* _GIVEN EXERCISE_
Reproduce the listing below exactly. Pictures do not belong in the copy.

[Stored dataset items]
---

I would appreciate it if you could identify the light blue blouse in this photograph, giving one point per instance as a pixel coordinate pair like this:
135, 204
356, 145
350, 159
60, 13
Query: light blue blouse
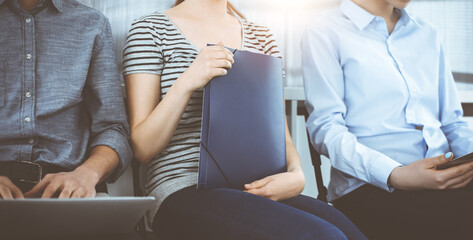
378, 100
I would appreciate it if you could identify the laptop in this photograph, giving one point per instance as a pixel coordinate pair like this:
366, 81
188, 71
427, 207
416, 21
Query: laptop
72, 217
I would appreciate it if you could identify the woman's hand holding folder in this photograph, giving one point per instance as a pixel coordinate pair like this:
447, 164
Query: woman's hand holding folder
212, 61
278, 187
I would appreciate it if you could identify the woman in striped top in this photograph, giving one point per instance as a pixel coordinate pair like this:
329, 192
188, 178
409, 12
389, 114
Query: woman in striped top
166, 64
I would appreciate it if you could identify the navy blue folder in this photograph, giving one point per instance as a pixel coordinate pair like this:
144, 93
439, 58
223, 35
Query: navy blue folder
243, 123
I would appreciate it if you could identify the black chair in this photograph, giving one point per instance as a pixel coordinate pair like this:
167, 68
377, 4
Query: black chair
314, 155
137, 191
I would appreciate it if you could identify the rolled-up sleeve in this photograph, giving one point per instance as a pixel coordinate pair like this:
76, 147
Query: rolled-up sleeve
324, 90
109, 126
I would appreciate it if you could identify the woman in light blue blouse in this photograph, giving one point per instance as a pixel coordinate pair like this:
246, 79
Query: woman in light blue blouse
384, 108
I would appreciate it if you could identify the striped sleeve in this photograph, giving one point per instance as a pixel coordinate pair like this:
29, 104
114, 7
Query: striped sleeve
270, 47
142, 52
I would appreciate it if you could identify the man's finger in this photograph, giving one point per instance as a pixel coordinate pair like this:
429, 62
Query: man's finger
50, 190
16, 192
36, 190
66, 193
78, 193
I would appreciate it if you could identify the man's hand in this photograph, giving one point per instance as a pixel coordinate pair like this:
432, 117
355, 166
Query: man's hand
279, 186
8, 190
79, 183
422, 174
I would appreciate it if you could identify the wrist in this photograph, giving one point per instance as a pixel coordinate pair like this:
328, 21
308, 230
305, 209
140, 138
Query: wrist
392, 179
90, 174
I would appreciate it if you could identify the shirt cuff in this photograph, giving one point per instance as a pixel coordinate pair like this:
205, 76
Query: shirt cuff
381, 171
119, 143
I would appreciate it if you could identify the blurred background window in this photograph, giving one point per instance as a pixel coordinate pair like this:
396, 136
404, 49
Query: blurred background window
288, 19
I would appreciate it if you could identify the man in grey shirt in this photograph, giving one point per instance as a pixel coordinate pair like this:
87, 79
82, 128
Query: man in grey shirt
63, 128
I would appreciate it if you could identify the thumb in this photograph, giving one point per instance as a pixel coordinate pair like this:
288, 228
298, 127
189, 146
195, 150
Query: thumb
434, 161
257, 184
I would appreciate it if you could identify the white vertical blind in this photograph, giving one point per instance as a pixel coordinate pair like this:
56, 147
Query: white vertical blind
454, 21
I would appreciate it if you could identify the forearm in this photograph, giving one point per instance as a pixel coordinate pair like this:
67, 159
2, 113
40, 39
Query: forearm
153, 134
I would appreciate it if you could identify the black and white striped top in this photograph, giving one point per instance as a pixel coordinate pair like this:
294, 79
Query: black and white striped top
155, 45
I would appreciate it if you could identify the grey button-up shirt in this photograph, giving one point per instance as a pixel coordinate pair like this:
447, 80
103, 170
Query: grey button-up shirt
59, 85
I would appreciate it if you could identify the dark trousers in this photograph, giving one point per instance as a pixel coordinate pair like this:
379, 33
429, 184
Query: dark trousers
427, 214
233, 214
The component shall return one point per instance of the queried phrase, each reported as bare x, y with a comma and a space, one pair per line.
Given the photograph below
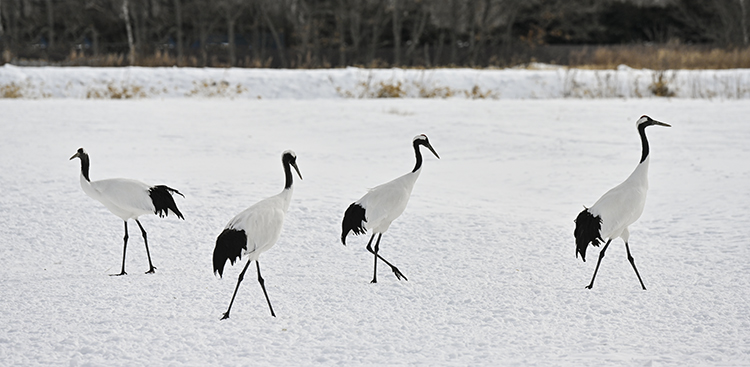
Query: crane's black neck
418, 165
288, 175
85, 166
644, 142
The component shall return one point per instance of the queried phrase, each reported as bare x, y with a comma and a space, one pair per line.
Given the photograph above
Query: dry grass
655, 57
11, 90
114, 91
660, 57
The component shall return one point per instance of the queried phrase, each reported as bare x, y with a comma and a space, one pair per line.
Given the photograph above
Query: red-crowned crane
128, 199
382, 205
255, 230
617, 209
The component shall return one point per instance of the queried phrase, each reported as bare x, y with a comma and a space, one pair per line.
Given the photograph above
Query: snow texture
537, 81
486, 240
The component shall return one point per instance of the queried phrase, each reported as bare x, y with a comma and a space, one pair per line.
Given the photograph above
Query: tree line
337, 33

---

* _SOLUTION FOR THIS PROBLEM_
I would appreciate it if you could identify the light blue blouse in this photograph, giving one point per instance as a pixel coordinate pair like this:
135, 204
356, 145
350, 159
60, 13
Query: light blue blouse
378, 100
I would appreciate it if you could identify the laptop in this photograph, giving one point per instance as a pixel coordinate pair like this:
366, 81
188, 71
427, 207
416, 21
Query: laptop
72, 217
I would appreciate it if you could identify the woman's hand holding folder in this photograph, giving one point per instance as a pixel coordinate pair like this:
447, 164
Query: woman's hand holding folder
212, 61
278, 187
I would appreciate it if you could identify the woman in striped top in this photograph, giving one point per instance as a pixel coordinate pair like this:
329, 192
188, 178
409, 12
389, 114
Query: woman in striped top
166, 64
I would appreciate it if you could identify the navy blue folder in this photograph, giving one point per instance as a pixel coordinate pair like this:
144, 93
439, 58
223, 35
Query: navy blue folder
243, 123
I would appreciate it if you could identify the black chair in this photograph, giving one point per instance as a pixel coordinate pair like this:
167, 68
377, 4
Query: black chair
314, 155
137, 191
I would appreciate it if you could identify the rolled-up sleeve in this photograph, giving one point per instance as a pixel coordinate pair like this:
76, 147
Query: rolled-up sleeve
324, 90
109, 126
I would appreciate it if you could identify the woman in light blue blouse in this photograph, giving one point per instance as a pixel coordinate pair like this:
246, 79
Query: woman in light blue blouse
384, 108
I would appreciate it if you could identify the striped sleeve in this photograph, giving one point per instance as a pixel coordinate pair like this:
29, 104
114, 7
Query: striped sleeve
270, 47
142, 52
I would appreciate it if you could identify the man's finger in this photograph, giving one point per instance as a pixel coordinate pair like this:
429, 62
Query: man's finger
50, 190
16, 192
36, 190
66, 193
78, 193
I would appreciate it if you could identify the man's hand in this photograph, giving one point per instance as a pixel coordinate pair like this:
432, 117
355, 166
Query: man's hand
279, 186
8, 190
79, 183
422, 174
I would appreciate it if you could identify the wrist in this photograph, giving one point per instance as a pixel coordinate pair like this:
328, 21
308, 230
305, 209
140, 138
Query: wrist
392, 179
90, 174
I would appreciate it if you could identify the shirt cuff in this photograph, giving one point per instance as a pixel coordinate pair like this:
205, 76
Query: shirt cuff
381, 171
119, 143
I would appreciate it if you could identify the blurred background window in this photograph, giving one point per instance as a pixel coordinate pair like this:
396, 136
404, 49
Query: blurred background window
288, 19
I would appreciate it if you could identify the man in grey shirt in this photograph, giving one point per instance as a pixel coordinate pair like this:
87, 79
82, 128
Query: man in grey shirt
63, 128
I would appreciate it if you could identify the thumb in this photograph, giving one point per instance as a pixel coordinate pair like this:
288, 228
298, 127
189, 146
195, 150
Query: thumb
434, 161
257, 184
I would appreciate it if you could identify the white vertical blind in this photograph, giving one point per instance as a pixel coordinate pair like this:
56, 147
Query: white vertical blind
454, 21
I would appreciate it if you could identify the forearm in this photograph, giving one point per instance as a pixel coordinate pair like this:
67, 159
2, 113
40, 39
Query: forearm
153, 134
I would appreciate it if you could identify the black and white striped top in this photograph, giving one point per instance as a pixel coordinate pair like this:
294, 79
Query: black and white striped top
155, 45
I would appreciate it if you could identify the grey button-up shirt in this photograph, giving one point per instance as a pixel coordinate pair like this:
447, 80
103, 170
Query: grey button-up shirt
59, 85
I would appreciate it if you could identify the dark trousers in this photograph, giving one point per instance as a pixel coordinate pair like this:
379, 33
429, 184
Query: dark trousers
427, 214
233, 214
The component shall return one point per instance of the queried phrase, each reported as bare x, y with a comma and a space, one pair per line.
Given the photograph below
Query: crane's black neck
418, 165
288, 175
85, 166
644, 142
The component shall return one point per instance of the queried phrase, each reported as bare x, y with a comma and a space, one pair per line.
Given the photograph above
Query: dry grass
655, 57
11, 90
114, 91
660, 57
The component shall return one point per instance of the queried phrase, each reported as bare x, y with a comma and a space, one pair per line.
Given the photograph above
Query: red-crowned crane
128, 199
382, 205
255, 230
617, 209
The component shall return one point per instance of the queried phrase, each reported as bare x, y with a comma and a space, one pair per line.
Given the photograph above
Query: snow texture
537, 81
486, 240
The component shall return one point per instance of the queried phrase, each reported as bare x, y with a comma and a space, one pair per line.
Given the photograph above
Query: tree line
337, 33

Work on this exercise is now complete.